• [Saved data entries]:
Begin

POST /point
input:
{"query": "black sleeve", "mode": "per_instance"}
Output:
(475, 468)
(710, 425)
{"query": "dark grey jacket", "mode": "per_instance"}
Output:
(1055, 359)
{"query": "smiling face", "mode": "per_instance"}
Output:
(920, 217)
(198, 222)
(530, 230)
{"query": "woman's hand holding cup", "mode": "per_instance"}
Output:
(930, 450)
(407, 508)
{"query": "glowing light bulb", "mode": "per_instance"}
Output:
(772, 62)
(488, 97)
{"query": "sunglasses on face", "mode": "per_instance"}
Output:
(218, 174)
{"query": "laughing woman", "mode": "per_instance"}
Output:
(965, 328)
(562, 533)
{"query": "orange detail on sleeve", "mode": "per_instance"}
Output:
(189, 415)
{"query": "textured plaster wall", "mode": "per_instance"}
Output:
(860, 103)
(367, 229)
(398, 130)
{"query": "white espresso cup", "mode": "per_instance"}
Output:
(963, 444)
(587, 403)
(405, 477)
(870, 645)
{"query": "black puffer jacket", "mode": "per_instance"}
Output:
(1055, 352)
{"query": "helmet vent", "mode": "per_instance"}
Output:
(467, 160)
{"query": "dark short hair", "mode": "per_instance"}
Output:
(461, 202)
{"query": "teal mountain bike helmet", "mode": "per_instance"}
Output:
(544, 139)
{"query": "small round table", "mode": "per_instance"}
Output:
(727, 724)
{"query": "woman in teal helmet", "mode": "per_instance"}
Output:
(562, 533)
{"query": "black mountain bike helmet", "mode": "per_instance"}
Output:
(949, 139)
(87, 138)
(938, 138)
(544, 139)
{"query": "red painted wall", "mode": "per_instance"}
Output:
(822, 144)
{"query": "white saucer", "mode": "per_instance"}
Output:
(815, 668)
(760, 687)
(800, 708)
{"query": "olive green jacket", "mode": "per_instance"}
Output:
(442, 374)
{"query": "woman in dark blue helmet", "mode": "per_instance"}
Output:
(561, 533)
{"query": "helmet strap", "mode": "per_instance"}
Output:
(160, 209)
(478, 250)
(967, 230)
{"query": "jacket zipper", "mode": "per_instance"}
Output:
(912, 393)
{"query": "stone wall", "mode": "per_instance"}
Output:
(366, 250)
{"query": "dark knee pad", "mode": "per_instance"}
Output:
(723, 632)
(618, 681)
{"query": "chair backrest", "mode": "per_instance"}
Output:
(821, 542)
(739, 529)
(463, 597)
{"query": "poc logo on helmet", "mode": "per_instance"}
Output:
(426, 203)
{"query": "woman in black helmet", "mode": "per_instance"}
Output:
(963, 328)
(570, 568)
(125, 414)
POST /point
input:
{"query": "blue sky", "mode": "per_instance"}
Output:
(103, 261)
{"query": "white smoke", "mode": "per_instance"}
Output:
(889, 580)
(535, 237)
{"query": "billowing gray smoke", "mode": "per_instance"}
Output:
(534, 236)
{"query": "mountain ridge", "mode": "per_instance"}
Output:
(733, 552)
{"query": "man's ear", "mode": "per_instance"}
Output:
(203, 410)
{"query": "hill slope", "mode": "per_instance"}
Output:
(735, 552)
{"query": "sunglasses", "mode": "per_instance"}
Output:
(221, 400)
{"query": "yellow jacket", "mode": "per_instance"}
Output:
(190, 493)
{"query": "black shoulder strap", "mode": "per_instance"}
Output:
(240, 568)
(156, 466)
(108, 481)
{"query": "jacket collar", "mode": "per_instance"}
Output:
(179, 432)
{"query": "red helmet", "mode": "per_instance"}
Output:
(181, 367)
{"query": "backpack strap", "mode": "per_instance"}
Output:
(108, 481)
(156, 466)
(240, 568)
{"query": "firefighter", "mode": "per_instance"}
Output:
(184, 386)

End

• [Stated exercise]:
Go through the listing above and restate it word for word.

• [Solution to the exercise]:
POST /point
input:
{"query": "black sleeve", "mode": "per_instance"}
Output:
(475, 468)
(710, 425)
{"query": "dark grey jacket", "mode": "per_instance"}
Output:
(1055, 359)
{"query": "smiling face", "mode": "per_instance"}
Output:
(920, 217)
(198, 222)
(530, 230)
{"query": "woman's hand holding cup", "mode": "per_instance"}
Output:
(930, 450)
(407, 508)
{"query": "glowing light bulb", "mode": "per_instance"}
Output:
(772, 62)
(488, 97)
{"query": "sunglasses on face", "mode": "per_instance"}
Output:
(218, 174)
{"query": "laughing woman", "mode": "per_instance"}
Output:
(965, 328)
(562, 533)
{"query": "orange detail on sleeve", "mode": "per_instance"}
Output:
(189, 415)
{"query": "textured plaster wall", "mode": "per_instance"}
Output:
(860, 103)
(367, 229)
(398, 130)
{"query": "white espresso cup", "mode": "per_instance"}
Output:
(963, 444)
(587, 403)
(405, 477)
(870, 645)
{"query": "black puffer jacket", "mode": "per_instance"}
Output:
(1055, 352)
{"query": "helmet vent", "mode": "per_instance"}
Output:
(467, 160)
{"query": "dark short hair", "mode": "per_instance"}
Output:
(461, 202)
{"query": "teal mountain bike helmet", "mode": "per_instance"}
Output:
(544, 139)
{"query": "small round table", "mode": "per_instance"}
Output:
(727, 724)
{"query": "woman in teal helmet", "mode": "per_instance"}
Output:
(562, 533)
{"query": "black mountain bike helmet", "mode": "per_instance"}
Output:
(949, 139)
(87, 138)
(938, 138)
(544, 139)
{"query": "red painted wall", "mode": "per_instance"}
Output:
(822, 144)
{"query": "white saucer", "mode": "per_instance"}
Output:
(815, 668)
(760, 687)
(800, 708)
{"query": "olive green jacket", "mode": "per_instance"}
Output:
(442, 374)
{"query": "woman in dark blue helmet", "mode": "per_instance"}
Output:
(561, 533)
{"query": "helmet strap", "mode": "per_instance"}
Output:
(160, 209)
(478, 250)
(967, 230)
{"query": "jacket zipper", "mode": "per_instance"}
Output:
(912, 393)
{"query": "stone wall", "mode": "per_instance"}
Output:
(366, 250)
{"query": "dark knee pad", "mode": "per_instance"}
Output:
(723, 632)
(618, 681)
{"query": "chair backrest", "mode": "per_instance"}
Output:
(821, 542)
(739, 529)
(463, 597)
{"query": "poc logo on helmet", "mode": "per_instance"}
Output:
(426, 203)
{"query": "woman in black helmet", "mode": "per_instance"}
Output:
(963, 328)
(570, 568)
(125, 414)
POST /point
input:
{"query": "blue sky", "mode": "per_instance"}
Output:
(103, 261)
{"query": "white smoke", "mode": "per_instance"}
Output:
(889, 580)
(535, 237)
{"query": "billowing gray smoke", "mode": "per_instance"}
Output:
(534, 236)
{"query": "mountain ridge", "mode": "per_instance"}
Output:
(733, 552)
{"query": "man's ear", "mode": "per_instance"}
Output:
(203, 410)
{"query": "hill slope", "mode": "per_instance"}
Output:
(735, 552)
{"query": "sunglasses", "mode": "per_instance"}
Output:
(221, 400)
{"query": "yellow jacket", "mode": "per_instance"}
Output:
(190, 493)
{"query": "black shoulder strap", "mode": "per_instance"}
Output:
(240, 568)
(156, 466)
(108, 481)
{"query": "jacket collar", "mode": "per_instance"}
Output:
(179, 432)
{"query": "red helmet", "mode": "per_instance"}
Output:
(181, 367)
{"query": "backpack strap", "mode": "per_instance"}
Output:
(108, 481)
(156, 466)
(240, 568)
{"query": "firefighter", "mode": "per_instance"}
Output:
(184, 386)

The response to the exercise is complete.